GIVEN INSTRUCTION =
Retype the material word for word.

Dataset excerpts on object pointing:
---+---

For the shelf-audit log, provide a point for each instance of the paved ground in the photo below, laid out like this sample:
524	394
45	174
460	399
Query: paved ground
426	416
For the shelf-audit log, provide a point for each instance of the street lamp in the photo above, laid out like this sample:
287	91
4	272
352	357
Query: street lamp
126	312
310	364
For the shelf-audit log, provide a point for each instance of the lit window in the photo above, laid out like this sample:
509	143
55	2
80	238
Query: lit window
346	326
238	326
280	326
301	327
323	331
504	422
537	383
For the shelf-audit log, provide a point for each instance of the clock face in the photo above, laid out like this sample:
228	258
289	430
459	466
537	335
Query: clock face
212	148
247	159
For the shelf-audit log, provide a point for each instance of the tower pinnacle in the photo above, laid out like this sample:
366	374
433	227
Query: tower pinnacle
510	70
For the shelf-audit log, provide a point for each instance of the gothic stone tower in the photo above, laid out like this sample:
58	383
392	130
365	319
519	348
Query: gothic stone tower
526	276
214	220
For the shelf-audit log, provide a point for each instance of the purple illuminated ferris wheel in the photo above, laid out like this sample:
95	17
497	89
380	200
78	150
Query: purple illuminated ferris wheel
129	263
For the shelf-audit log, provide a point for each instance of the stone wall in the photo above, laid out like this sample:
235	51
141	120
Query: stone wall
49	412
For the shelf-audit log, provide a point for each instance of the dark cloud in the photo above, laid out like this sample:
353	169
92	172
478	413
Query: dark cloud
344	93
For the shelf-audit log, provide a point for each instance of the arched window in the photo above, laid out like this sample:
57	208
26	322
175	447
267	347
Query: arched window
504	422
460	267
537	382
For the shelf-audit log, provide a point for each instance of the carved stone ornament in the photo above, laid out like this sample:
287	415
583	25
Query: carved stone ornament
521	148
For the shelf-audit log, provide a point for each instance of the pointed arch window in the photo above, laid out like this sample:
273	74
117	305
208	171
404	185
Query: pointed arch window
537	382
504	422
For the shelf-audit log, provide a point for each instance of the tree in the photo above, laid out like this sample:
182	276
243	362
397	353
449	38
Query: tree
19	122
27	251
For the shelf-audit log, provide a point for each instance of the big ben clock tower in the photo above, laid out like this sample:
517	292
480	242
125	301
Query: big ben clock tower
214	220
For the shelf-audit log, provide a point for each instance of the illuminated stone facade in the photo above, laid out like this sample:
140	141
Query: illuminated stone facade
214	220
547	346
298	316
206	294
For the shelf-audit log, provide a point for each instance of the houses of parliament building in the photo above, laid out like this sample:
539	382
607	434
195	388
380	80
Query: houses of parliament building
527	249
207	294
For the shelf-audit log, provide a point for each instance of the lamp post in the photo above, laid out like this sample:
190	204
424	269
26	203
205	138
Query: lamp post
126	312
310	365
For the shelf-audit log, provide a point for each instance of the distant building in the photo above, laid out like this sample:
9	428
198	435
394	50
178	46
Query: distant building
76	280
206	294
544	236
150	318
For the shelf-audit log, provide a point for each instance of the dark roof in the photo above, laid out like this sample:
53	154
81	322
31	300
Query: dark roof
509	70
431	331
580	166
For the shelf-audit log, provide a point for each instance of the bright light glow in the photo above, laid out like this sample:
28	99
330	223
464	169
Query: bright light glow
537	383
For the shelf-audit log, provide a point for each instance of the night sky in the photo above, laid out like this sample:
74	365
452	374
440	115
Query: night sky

---+---

FULL ANSWER =
For the shelf-audit log, provide a point for each instance of the paved ground in the photo below, laid out like this sample:
524	394
45	174
460	399
Query: paved ground
426	416
For the shelf-audit log, provide a point for each instance of the street lamp in the photo above, laid out like this sample:
287	91
4	272
352	357
Query: street lamp
126	312
310	364
For the shelf-audit log, provide a point for each instance of the lit window in the photo above, laid out like this sample:
509	143
55	2
80	238
Query: lit window
346	326
238	326
280	326
301	327
323	331
504	422
537	383
For the shelf-audit log, provide a point for each instance of the clock face in the photo above, laid out like this sample:
228	258
289	430
459	466
537	335
Query: clock face
212	148
247	159
For the shelf-audit log, provide a point for each instance of the tower pinnacle in the photo above, laid out like this sample:
366	374
433	227
Query: tower pinnacle
510	70
For the shelf-audit log, provide a point for each instance of the gothic stone tower in the photo above, laid out like this sample:
58	383
392	130
365	319
519	348
Query: gothic stone tower
526	276
214	220
For the shelf-audit log, provide a point for each instance of the purple illuminated ferris wheel in the photo above, laid out like this sample:
95	17
497	89
380	200
78	150
Query: purple illuminated ferris wheel
129	263
For the shelf-audit log, provide a point for each instance of the stone wall in the photo above, laid out like this sample:
235	51
141	120
Query: stone wall
49	412
For the shelf-audit log, provide a point for each instance of the dark cloud in the photo above, laid out like this sample:
353	169
92	172
478	413
Query: dark cloud
344	93
For the shelf-audit log, provide a point for each instance of the arched window in the photo above, laid out like this sample:
57	208
26	322
175	447
267	347
Query: arched window
504	422
460	267
537	382
For the shelf-audit log, provide a point for each instance of the carved stone ornament in the photo above, laid out like this sample:
287	415
583	25
Query: carved stone ornament
521	148
For the shelf-audit log, provide a point for each instance of the pointed arch window in the photo above, laid out like this sample:
273	74
117	305
208	171
404	185
Query: pointed arch window
537	382
504	422
For the shelf-audit log, provide a point for each instance of the tree in the photo above, laid out like this sample:
182	276
243	362
397	353
449	38
Query: tree
19	122
27	251
For the shelf-audit log, provide a point for each instance of the big ben clock tower in the photo above, laid out like this sample:
517	292
480	242
125	301
Query: big ben clock tower
214	220
For the shelf-audit log, provide a point for each instance of the illuminated stone facade in the photo above, laid out like this sample:
140	141
Query: illuminated stone facade
214	220
547	346
298	316
206	294
For the shelf-audit log, provide a point for each instance of the houses of parliament building in the photo above, laid out like this sample:
539	382
607	434
195	388
380	80
Query: houses of parliament building
527	249
207	294
For the shelf-audit log, provide a point for each instance of the lamp post in the photo above, laid out like this sample:
190	204
424	269
26	203
205	138
Query: lamp post
126	312
310	365
For the shelf-audit log, provide a point for each instance of the distant building in the photo above, laid out like this sample:
9	428
198	435
394	50
178	46
Query: distant building
76	280
206	294
544	236
150	318
For the shelf-audit log, provide a point for each instance of the dark roof in the photo above, laid out like this sample:
53	154
81	322
31	300
Query: dark roof
509	70
431	331
580	166
For the shelf-audit log, provide a point for each instance of the bright light glow in the photo above, laid out like this sample:
28	99
330	223
464	169
Query: bright light glow
537	383
For the shelf-audit log, provide a point for each instance of the night sky in the photo above, laid out like this sample:
74	365
452	374
440	115
Query: night sky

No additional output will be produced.